[Required action] Which lines of the records below contain the word "frame"? Report each of them in full.

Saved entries

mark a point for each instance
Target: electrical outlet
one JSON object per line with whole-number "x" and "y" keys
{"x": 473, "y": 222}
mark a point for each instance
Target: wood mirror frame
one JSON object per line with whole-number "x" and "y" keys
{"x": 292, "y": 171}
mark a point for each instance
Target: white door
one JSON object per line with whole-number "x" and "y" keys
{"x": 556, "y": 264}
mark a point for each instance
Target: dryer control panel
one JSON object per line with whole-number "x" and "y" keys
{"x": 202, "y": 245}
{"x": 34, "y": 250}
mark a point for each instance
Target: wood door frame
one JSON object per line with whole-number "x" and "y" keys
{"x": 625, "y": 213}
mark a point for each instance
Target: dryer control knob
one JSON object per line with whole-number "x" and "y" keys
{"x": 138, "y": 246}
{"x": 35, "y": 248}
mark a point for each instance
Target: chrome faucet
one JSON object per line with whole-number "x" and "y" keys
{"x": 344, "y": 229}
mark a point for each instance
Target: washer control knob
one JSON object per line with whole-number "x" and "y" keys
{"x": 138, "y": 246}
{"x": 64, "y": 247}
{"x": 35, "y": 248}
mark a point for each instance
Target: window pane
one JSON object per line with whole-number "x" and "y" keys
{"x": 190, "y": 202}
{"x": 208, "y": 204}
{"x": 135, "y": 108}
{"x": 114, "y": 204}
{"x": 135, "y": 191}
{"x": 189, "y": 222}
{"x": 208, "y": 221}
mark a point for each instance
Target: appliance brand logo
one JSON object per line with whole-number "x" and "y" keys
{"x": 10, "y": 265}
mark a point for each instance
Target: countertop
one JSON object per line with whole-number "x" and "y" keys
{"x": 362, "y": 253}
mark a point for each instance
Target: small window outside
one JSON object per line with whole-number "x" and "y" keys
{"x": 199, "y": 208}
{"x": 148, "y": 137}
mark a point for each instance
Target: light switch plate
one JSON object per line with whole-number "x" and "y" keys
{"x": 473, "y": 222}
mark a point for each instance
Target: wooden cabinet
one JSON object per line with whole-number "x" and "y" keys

[Answer to the exercise]
Target: wood mirror frame
Target: wood door frame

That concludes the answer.